■ WHAT THIS TASK INVOLVES ■
Please copy the records below, swapping "site survey" for "beach survey" and leaving everything else unchanged. Omit the pictures.

— START OF ENTRIES PROVIDED —

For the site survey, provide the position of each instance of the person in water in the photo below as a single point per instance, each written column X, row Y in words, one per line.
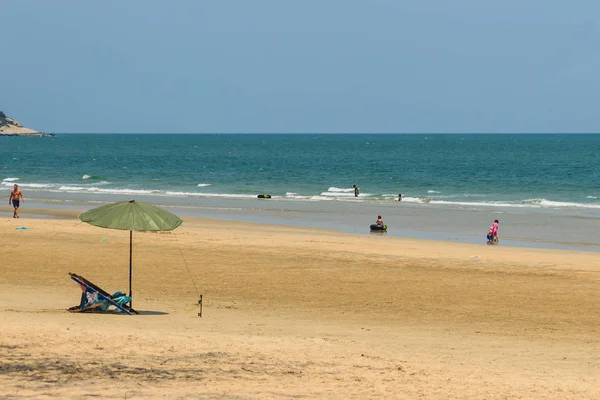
column 493, row 233
column 15, row 197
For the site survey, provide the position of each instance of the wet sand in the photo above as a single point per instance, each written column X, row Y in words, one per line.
column 294, row 312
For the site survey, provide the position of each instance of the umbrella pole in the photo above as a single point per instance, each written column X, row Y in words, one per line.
column 130, row 265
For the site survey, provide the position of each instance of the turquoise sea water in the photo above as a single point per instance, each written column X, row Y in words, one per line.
column 525, row 171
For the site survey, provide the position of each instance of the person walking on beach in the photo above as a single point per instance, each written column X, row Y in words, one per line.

— END OF ENTRIES PROVIDED —

■ COMPLETED TASK ■
For the beach survey, provide the position of each instance of the person in water in the photo below as a single point per instance, each written column X, row Y in words, one per line.
column 493, row 233
column 15, row 197
For the beach survey, provide the position of each instance of the wet sand in the photo above as a single point per instance, each written column X, row Y in words, one per line.
column 294, row 312
For the beach survey, provide the position of each instance of the umbrella pole in the photo above as a single point per instance, each written column X, row Y in words, one per line.
column 130, row 265
For the beach survey, provide the position of each instance of the turquoise sea water in the photo above as a single point per instance, each written column X, row Y in words, one per line.
column 525, row 171
For the beach survey, provide the position of each instance of the person walking on beach in the photo above as a single point per instance, each written column X, row Y in words, one per line.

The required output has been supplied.